• SELECTED PASSAGE:
══════

TODAY.AZ / Politics

Path of Turkmen gas to Europe: it cannot be done without Azerbaijan

06 April 2026 [11:11] - TODAY.AZ

If the war in the Middle East continues for a few more months, the energy crisis in Europe will be felt in full force. So far, in the opinion of experts, the situation is not so bad, but there is no end in sight to the war, which means that the most unfavorable forecasts may come true. This is when oil and gas won't just be expensive. There won't be any at all. And if Europe doesn't find a way out in the coming months, it's going to have a very cold winter ahead.



As follows from the message of the European Commission, the EU countries managed to preserve some reserves in underground gas storage facilities after the winter season. The EC notes that the storage facilities are currently filled by an average of more than 28 percent. There are 100 gas storage facilities in the EU countries. Things are best in Spain, Italy, Poland, and Bulgaria, while the Netherlands, Sweden, and others finished the winter the worst. In other words, countries with warmer climates managed to save money, while their northern neighbors had a harder time.

══════

• RECORDED DATA:

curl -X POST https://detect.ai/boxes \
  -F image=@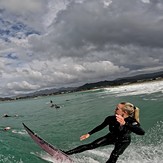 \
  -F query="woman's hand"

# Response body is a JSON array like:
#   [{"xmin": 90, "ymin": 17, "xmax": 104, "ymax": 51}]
[
  {"xmin": 80, "ymin": 134, "xmax": 90, "ymax": 141},
  {"xmin": 116, "ymin": 114, "xmax": 126, "ymax": 126}
]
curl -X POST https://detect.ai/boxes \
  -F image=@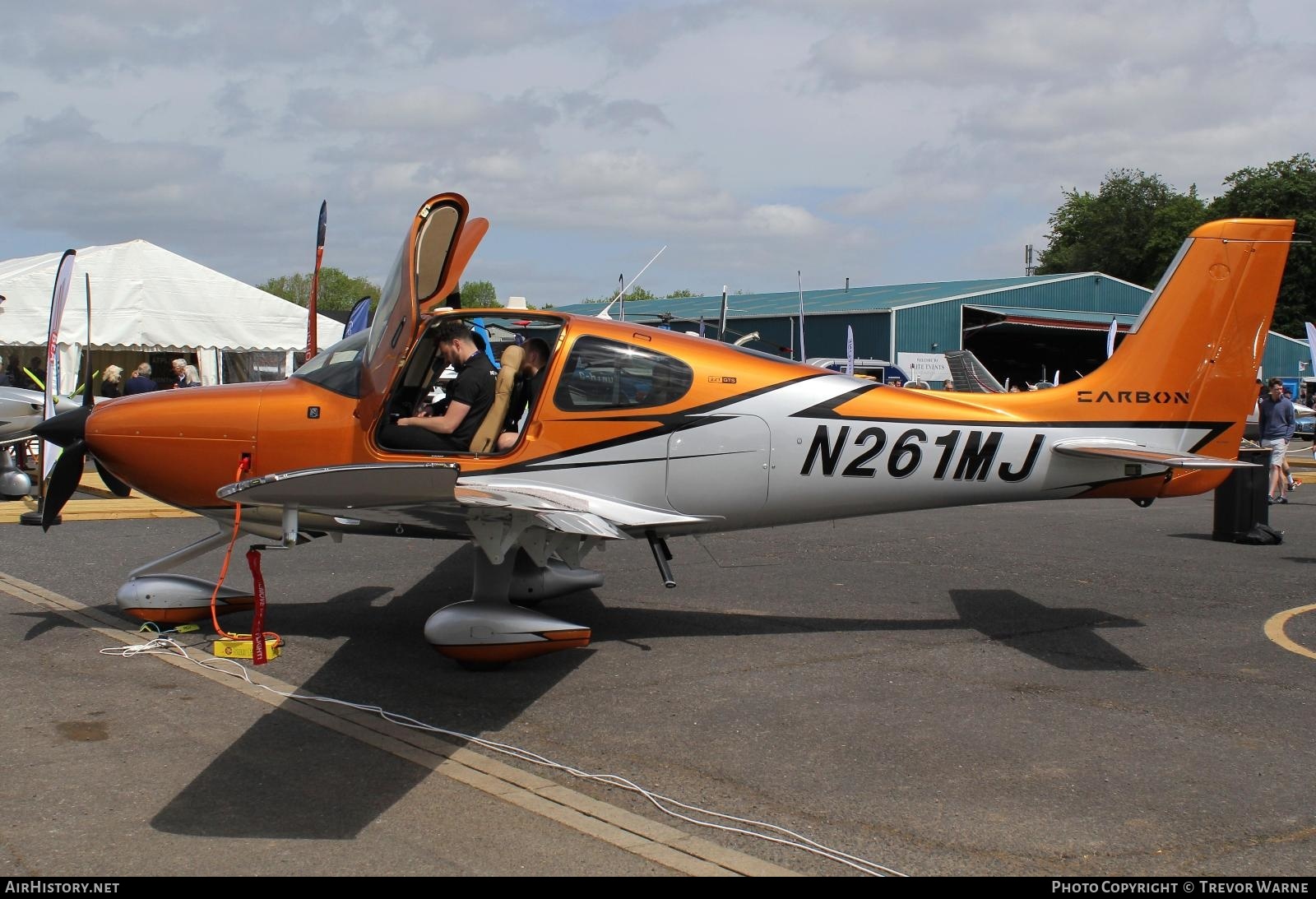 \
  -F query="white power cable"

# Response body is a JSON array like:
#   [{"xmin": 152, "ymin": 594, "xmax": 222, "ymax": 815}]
[{"xmin": 100, "ymin": 637, "xmax": 908, "ymax": 877}]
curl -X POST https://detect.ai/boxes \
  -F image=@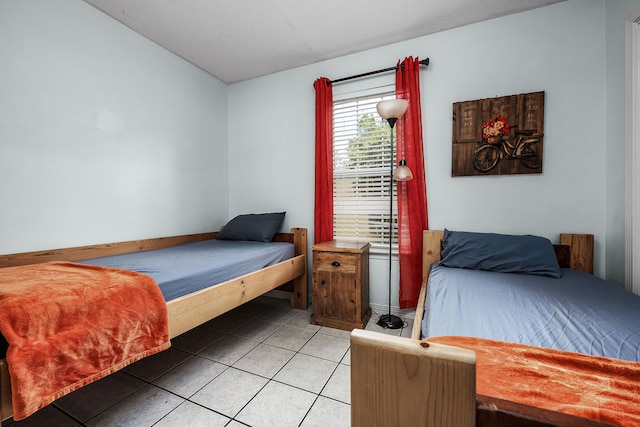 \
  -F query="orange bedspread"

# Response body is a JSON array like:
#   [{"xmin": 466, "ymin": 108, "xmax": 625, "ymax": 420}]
[
  {"xmin": 0, "ymin": 262, "xmax": 170, "ymax": 420},
  {"xmin": 427, "ymin": 336, "xmax": 640, "ymax": 427}
]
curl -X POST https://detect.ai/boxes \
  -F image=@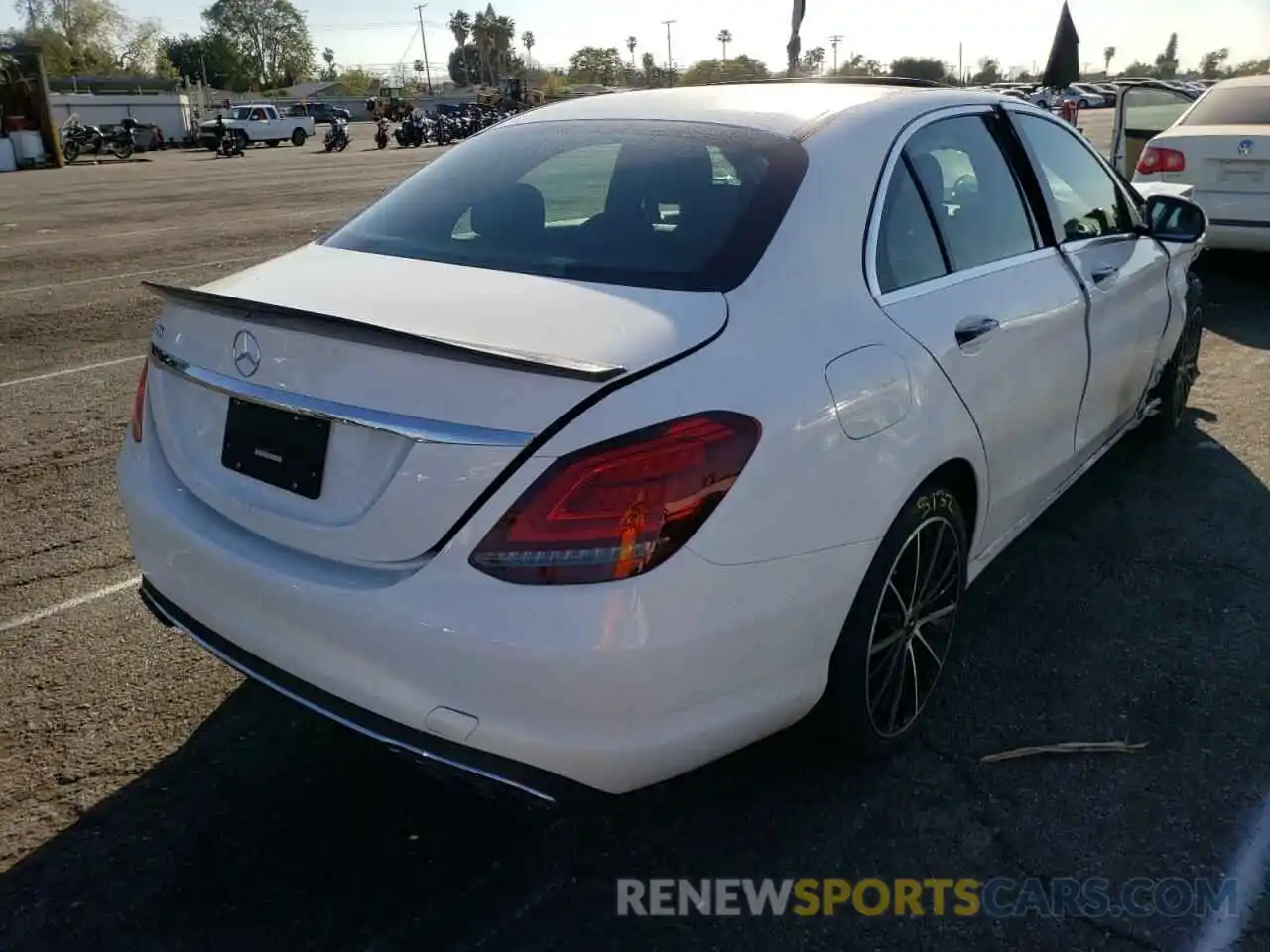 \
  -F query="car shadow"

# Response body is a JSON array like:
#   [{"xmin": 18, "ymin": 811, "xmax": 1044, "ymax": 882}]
[
  {"xmin": 0, "ymin": 279, "xmax": 1270, "ymax": 952},
  {"xmin": 1195, "ymin": 251, "xmax": 1270, "ymax": 350}
]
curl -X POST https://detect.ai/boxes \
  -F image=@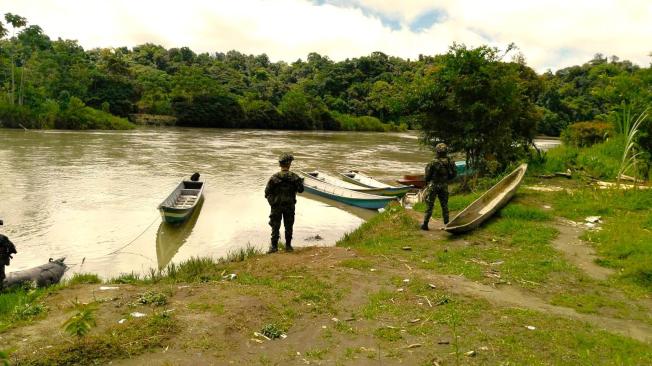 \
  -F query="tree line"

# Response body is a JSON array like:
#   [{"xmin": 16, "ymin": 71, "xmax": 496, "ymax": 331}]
[{"xmin": 0, "ymin": 13, "xmax": 652, "ymax": 139}]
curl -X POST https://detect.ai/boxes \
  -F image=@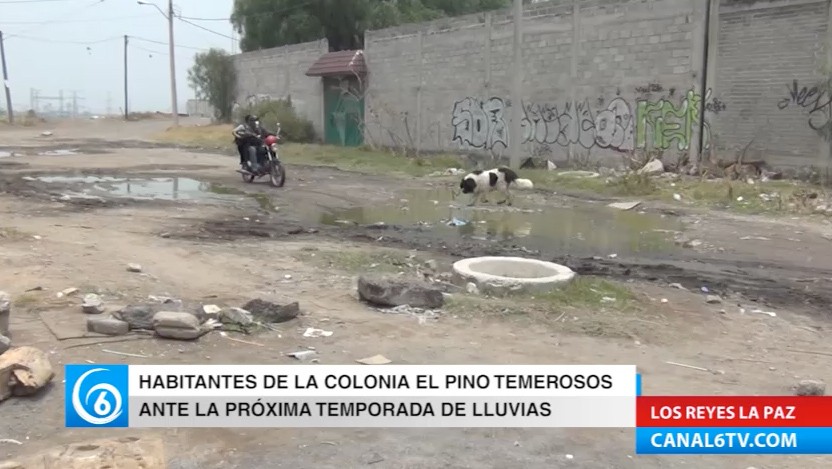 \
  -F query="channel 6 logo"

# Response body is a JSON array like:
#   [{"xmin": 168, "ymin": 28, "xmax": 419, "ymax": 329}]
[{"xmin": 64, "ymin": 365, "xmax": 129, "ymax": 428}]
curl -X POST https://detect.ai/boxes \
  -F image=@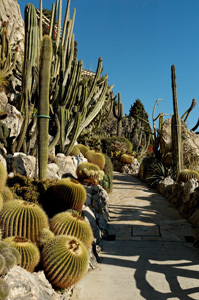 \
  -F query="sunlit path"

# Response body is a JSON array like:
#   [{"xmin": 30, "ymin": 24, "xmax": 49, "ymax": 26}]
[{"xmin": 72, "ymin": 172, "xmax": 199, "ymax": 300}]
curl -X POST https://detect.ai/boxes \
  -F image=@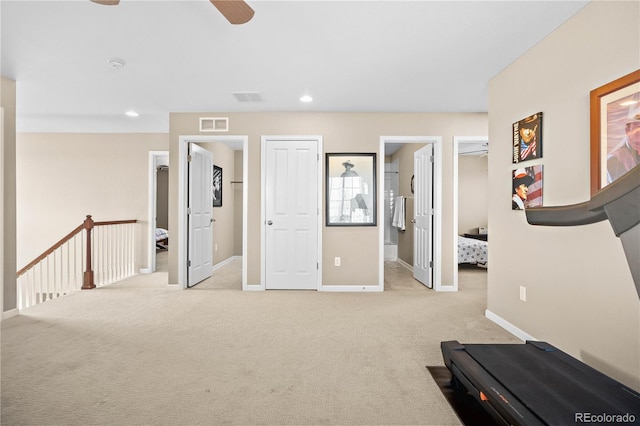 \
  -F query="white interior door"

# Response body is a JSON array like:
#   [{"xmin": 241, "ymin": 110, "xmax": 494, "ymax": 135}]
[
  {"xmin": 187, "ymin": 143, "xmax": 213, "ymax": 287},
  {"xmin": 265, "ymin": 140, "xmax": 319, "ymax": 290},
  {"xmin": 413, "ymin": 144, "xmax": 434, "ymax": 288}
]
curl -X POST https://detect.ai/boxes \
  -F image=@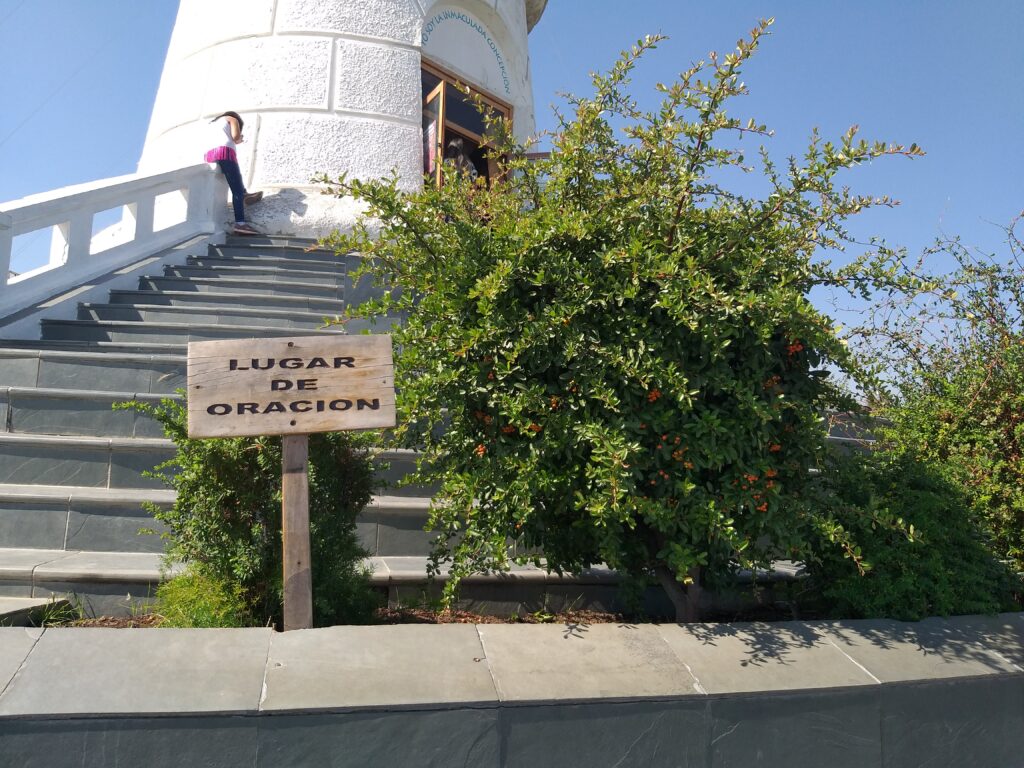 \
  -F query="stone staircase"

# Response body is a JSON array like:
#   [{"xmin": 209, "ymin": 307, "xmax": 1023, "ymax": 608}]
[
  {"xmin": 0, "ymin": 238, "xmax": 799, "ymax": 624},
  {"xmin": 0, "ymin": 231, "xmax": 634, "ymax": 624},
  {"xmin": 0, "ymin": 238, "xmax": 444, "ymax": 613}
]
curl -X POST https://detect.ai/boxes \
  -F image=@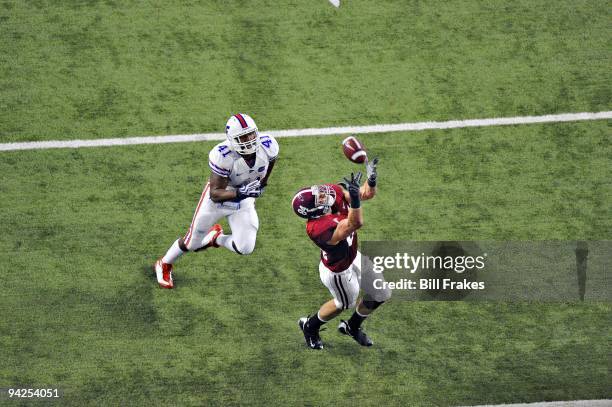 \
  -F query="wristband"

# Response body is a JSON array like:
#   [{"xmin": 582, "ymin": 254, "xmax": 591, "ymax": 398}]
[{"xmin": 349, "ymin": 190, "xmax": 361, "ymax": 209}]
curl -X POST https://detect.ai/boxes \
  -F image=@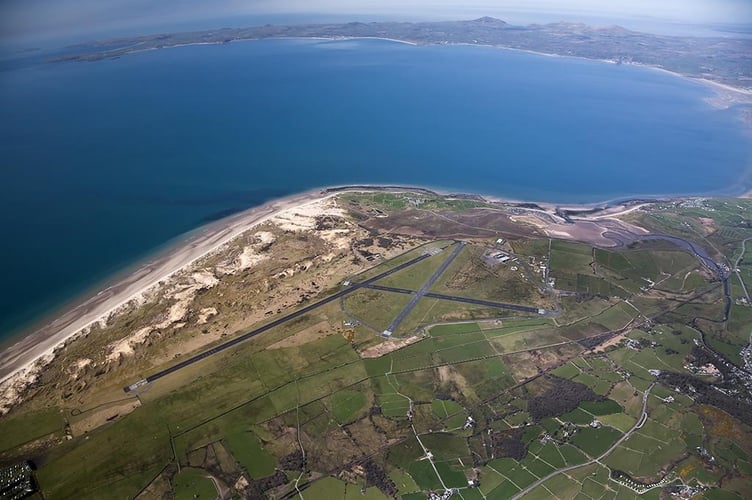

══════

• TO BE DONE:
**1.** Rewrite the paragraph of the article that begins "As follows from the message of the European Commission" as a short bulleted list that keeps its main facts.
**2.** Identify every line in the entries that contains the string "white", treating case as significant, and copy each such line.
The article and the entries have nothing to do with each other.

• WRITTEN RESPONSES:
**1.**
- According to the European Commission, EU countries kept some reserves in underground gas storage after the winter.
- The storage facilities are filled to an average of more than 28 percent.
- The EU has 100 gas storage facilities.
- Spain, Italy, Poland, and Bulgaria are in the best position. The Netherlands, Sweden, and others ended the winter worst.
- Countries with warmer climates saved money, while their northern neighbors had a harder time.

**2.**
  -F query="white power cable"
  -F query="white interior door"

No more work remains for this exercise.